Document excerpt:
** begin **
The efficiency of a port is part of a continuum that includes maritime, terminal, and hinterland operations. These dimensions are interrelated since inefficiencies in one dimension are likely to impact the others. For instance, issues in terminal operations are most likely to negatively impact maritime and hinterland operations with delays.
- Maritime operations. At start, what happens at the port foreland can impact its performance, mainly because a ship could be delayed. The efficiency of the maritime access is a component of port performance, which includes average anchorage time (M1), where ships are waiting for an available berthing slot. Long waiting times at anchorage can be the outcome of a lack of berthing slots able to accommodate specific ship classes (e.g., draft and cargo type) as well as terminal productivity issues. Depending on their site and configuration, ports can have complex in port navigation requiring pilotage and tugs through access channels and turn basins. The average ship turnaround time (or ship dwell time; M2) represents the time it takes to service the ship once it has docked. The value of enhancing such a system is clearly to the benefit of maritime shipping companies.
** end **
Given data:
** begin **
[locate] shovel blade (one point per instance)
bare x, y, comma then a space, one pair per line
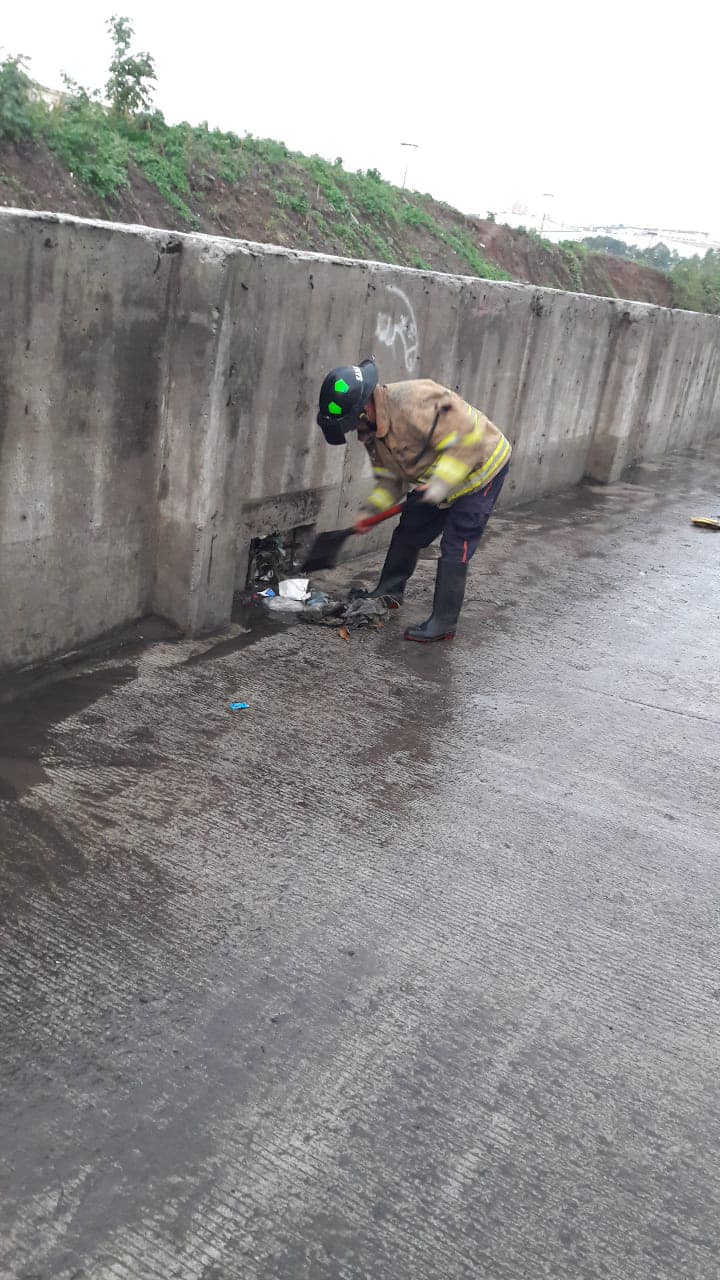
** end **
From the port efficiency passage, write out again the part that opens with "- Maritime operations." and closes with "maritime shipping companies.", swapping "anchorage" for "mooring".

- Maritime operations. At start, what happens at the port foreland can impact its performance, mainly because a ship could be delayed. The efficiency of the maritime access is a component of port performance, which includes average mooring time (M1), where ships are waiting for an available berthing slot. Long waiting times at mooring can be the outcome of a lack of berthing slots able to accommodate specific ship classes (e.g., draft and cargo type) as well as terminal productivity issues. Depending on their site and configuration, ports can have complex in port navigation requiring pilotage and tugs through access channels and turn basins. The average ship turnaround time (or ship dwell time; M2) represents the time it takes to service the ship once it has docked. The value of enhancing such a system is clearly to the benefit of maritime shipping companies.